_EXERCISE DIRECTIONS_
Please find each line in the entries below that contains the word "green" and copy those lines. Match case exactly.

** start of RECORD LIST **

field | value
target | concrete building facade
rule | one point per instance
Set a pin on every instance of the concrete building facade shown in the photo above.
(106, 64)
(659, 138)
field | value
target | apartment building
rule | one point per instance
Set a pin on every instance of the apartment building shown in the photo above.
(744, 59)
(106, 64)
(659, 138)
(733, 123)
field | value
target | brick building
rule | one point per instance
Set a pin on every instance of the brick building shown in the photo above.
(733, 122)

** end of RECORD LIST **
** start of RECORD LIST **

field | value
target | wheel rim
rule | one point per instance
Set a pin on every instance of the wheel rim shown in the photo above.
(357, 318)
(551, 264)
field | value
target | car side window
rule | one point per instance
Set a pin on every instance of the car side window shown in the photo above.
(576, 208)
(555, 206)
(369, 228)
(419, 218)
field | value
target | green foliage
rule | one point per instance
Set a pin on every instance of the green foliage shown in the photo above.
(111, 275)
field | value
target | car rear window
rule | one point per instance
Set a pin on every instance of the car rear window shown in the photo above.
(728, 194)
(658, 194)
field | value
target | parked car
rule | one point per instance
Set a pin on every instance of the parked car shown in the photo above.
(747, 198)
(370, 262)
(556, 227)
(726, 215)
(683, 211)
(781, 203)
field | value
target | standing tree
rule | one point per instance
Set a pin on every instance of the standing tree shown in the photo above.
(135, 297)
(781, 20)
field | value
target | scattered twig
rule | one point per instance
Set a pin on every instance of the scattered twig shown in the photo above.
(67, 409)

** end of RECORD LIST **
** start of RECORD LIST **

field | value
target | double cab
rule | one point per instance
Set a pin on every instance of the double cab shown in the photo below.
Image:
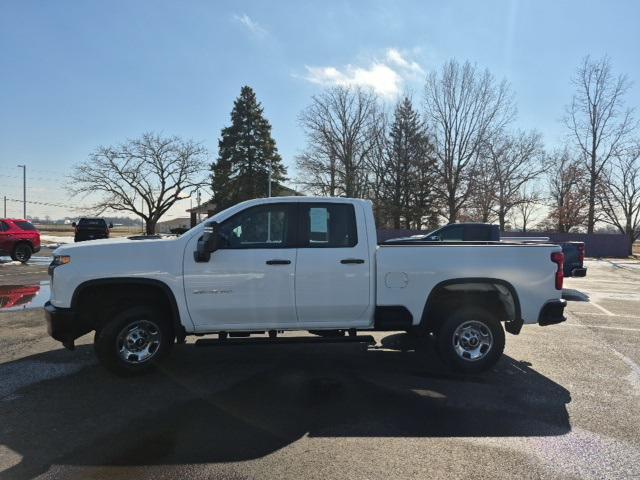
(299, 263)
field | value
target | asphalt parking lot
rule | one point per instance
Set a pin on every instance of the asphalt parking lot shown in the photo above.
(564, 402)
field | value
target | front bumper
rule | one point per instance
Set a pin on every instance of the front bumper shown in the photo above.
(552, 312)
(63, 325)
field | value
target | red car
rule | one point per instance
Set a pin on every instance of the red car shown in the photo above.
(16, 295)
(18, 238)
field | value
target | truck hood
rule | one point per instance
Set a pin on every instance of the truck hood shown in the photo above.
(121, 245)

** end of RECORD LIST **

_RESULT FOR THIS TASK_
target | green foliage
Set a pin on every instance of the green foliage shown in the photo above.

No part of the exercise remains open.